§ **Given task**: Copy out, word for word, the lines between the line containing "bbox request man's short brown hair" and the line containing "bbox request young man", inclusive.

§ **Given information**:
^^^^^^^^^^^^^^^^
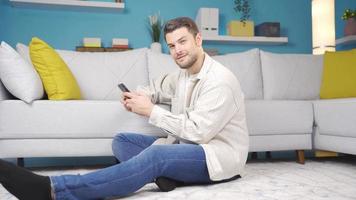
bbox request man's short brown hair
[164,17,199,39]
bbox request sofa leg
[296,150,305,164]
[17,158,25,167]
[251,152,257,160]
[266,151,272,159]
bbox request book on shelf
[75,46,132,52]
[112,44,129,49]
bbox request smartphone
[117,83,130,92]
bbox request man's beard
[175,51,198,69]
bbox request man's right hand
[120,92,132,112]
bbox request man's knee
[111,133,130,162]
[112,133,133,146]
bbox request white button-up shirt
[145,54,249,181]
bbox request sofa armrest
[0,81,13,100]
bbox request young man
^^^^^^^^^^^^^^^^
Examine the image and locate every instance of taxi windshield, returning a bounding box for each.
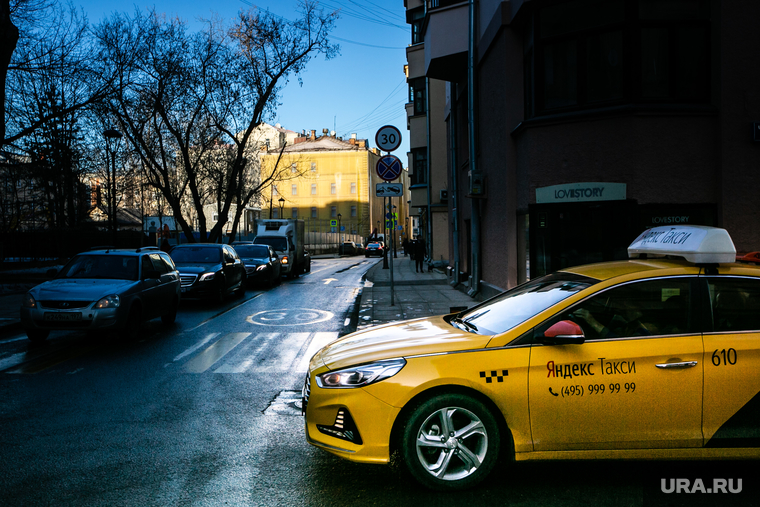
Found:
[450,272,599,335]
^^^^^^^^^^^^^^^^
§ **Final answer**:
bbox request man's short brown hair
[164,17,199,39]
bbox request sofa leg
[296,150,305,164]
[17,158,25,167]
[251,152,257,160]
[266,151,272,159]
bbox request book on shelf
[75,46,132,52]
[112,44,129,49]
bbox request smartphone
[117,83,130,92]
bbox request man's beard
[175,51,198,69]
bbox request man's right hand
[120,92,132,112]
bbox request man's knee
[111,133,130,162]
[112,133,133,146]
bbox request white button-up shirt
[145,54,249,181]
bbox request sofa armrest
[0,81,13,100]
bbox request young man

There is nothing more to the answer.